Reproduce every one of the records below word for word, with nothing changed.

* [Records from a pointing dataset]
↓↓↓
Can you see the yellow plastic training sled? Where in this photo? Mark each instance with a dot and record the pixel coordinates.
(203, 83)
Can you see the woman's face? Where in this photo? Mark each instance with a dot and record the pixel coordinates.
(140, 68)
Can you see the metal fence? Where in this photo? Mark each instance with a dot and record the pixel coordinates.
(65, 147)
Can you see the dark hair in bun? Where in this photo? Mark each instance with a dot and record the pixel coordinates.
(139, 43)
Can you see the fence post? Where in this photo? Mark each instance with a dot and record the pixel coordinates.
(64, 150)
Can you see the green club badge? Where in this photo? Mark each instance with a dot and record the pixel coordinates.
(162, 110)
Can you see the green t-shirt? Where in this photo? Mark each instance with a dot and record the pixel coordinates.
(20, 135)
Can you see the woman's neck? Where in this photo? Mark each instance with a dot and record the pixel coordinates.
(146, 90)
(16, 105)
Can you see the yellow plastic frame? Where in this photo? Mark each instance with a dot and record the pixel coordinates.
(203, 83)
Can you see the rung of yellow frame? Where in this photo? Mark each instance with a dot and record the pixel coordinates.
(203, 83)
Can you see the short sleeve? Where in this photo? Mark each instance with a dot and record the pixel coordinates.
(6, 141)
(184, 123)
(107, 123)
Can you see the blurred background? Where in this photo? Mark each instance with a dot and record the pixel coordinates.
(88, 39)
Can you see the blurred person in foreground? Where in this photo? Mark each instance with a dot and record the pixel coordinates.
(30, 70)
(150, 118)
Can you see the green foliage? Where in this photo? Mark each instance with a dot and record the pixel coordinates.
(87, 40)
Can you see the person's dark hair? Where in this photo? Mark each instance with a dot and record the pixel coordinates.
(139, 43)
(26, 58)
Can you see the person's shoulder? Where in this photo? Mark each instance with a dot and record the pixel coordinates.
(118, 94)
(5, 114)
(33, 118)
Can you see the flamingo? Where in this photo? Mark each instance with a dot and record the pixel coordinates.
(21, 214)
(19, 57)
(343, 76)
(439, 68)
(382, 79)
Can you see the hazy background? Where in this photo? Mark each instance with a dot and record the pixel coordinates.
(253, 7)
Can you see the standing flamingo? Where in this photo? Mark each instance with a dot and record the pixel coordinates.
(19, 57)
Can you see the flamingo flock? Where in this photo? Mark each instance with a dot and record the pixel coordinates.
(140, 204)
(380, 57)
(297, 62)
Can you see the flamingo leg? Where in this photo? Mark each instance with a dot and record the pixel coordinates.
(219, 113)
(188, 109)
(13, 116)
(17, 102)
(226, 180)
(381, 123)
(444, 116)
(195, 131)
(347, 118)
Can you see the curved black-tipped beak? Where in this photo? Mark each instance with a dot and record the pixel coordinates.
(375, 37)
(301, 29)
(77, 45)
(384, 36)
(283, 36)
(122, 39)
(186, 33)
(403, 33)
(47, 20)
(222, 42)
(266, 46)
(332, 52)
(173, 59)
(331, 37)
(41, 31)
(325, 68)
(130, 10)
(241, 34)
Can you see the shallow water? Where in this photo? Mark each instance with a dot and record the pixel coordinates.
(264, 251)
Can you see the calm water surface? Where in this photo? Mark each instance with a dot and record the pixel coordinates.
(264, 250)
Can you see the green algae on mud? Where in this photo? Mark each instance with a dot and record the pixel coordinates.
↑↑↑
* [EXERCISE RESULT]
Can you see the yellow plastic training sled? Where in this photo? Mark each instance with a dot and record the pixel coordinates.
(203, 83)
Can you see the woman's face? Where in this photo? Mark each instance with a dot and record the pixel coordinates.
(140, 68)
Can you see the metal fence? Where in this photo? Mark each instance with a dot and record the pixel coordinates.
(65, 147)
Can you see the dark hair in bun? Where in this photo? Mark each instance with a dot and record the pixel coordinates.
(139, 43)
Can you see the fence post? Where in this photo? Mark each instance with a dot and record the pixel coordinates.
(64, 150)
Can you see the green club badge? Where in this photo? Mark each instance with a dot and record the pixel coordinates.
(162, 110)
Can you see the green t-shirt? Where in this photo? Mark each instance with a dot and record the pixel coordinates.
(20, 135)
Can you see the woman's neck? Where in this photo? Mark each instance with a dot and record the pixel coordinates.
(146, 90)
(16, 105)
Can you see the yellow plastic frame? Where in this photo? Mark each instance with a dot and record the pixel coordinates.
(203, 83)
Can you see the rung of yellow frame? Where in this photo? Mark each instance with a dot and record the pixel coordinates.
(203, 83)
Can you see the short sleeve? Where in this photo? Mark each instance with a dot and record the pixel coordinates.
(6, 141)
(184, 123)
(107, 123)
Can you see the blurred background? Where in this photo? Mark each instance with a dot and record the pixel coordinates.
(88, 39)
Can you see the blurred person in foreground? Where in this photo? Mark each instance with a dot and record the pixel coordinates.
(30, 70)
(150, 118)
Can you see the green foliage? Where in this photo? Mark each instance with a dot and record the pixel coordinates.
(87, 40)
Can you see the person's dark hair? Where in this photo? Mark each instance with a dot and record the pixel coordinates.
(139, 43)
(26, 58)
Can you see the person's shoulder? Where in this photo? Mark each instance with a dot and record the pixel coordinates.
(118, 94)
(5, 114)
(33, 118)
Can you see the flamingo? Where in this photo? Mark each instance with a dot and record the pixel coordinates.
(21, 214)
(19, 57)
(343, 76)
(439, 68)
(382, 79)
Can you see the hazy background? Where in this photo? Mark each instance with a dot and record the pixel coordinates.
(253, 7)
Can you see the standing flamingo? Where in this photo? Mark each instance with a dot and record the pixel coordinates.
(19, 57)
Can you see the flamingo flock? Where in this photo? Mark each instance with a dot and record the pixel coordinates.
(140, 204)
(380, 57)
(297, 62)
Can you see the flamingo leg? Where in this photo? Mark each instance with a dot and record the pixel coordinates.
(219, 113)
(188, 109)
(13, 116)
(17, 102)
(226, 180)
(381, 123)
(444, 116)
(195, 131)
(347, 118)
Can you see the curved black-tipped beak? Where in this photo? Mark each instance with a dot and record the pixel coordinates.
(375, 37)
(301, 29)
(77, 45)
(384, 36)
(283, 36)
(122, 39)
(186, 33)
(403, 33)
(47, 20)
(222, 42)
(266, 46)
(332, 52)
(173, 59)
(331, 37)
(41, 31)
(325, 68)
(130, 10)
(241, 34)
Can you see the shallow water? Where in this photo? Mark each instance with a dot and record the pixel coordinates.
(264, 251)
Can you see the calm water surface? Where in this photo? Mark each instance with a dot and record the pixel coordinates.
(264, 250)
Can you see the green algae on mud? Where in this photo? Mark each instance with a dot and record the pixel coordinates.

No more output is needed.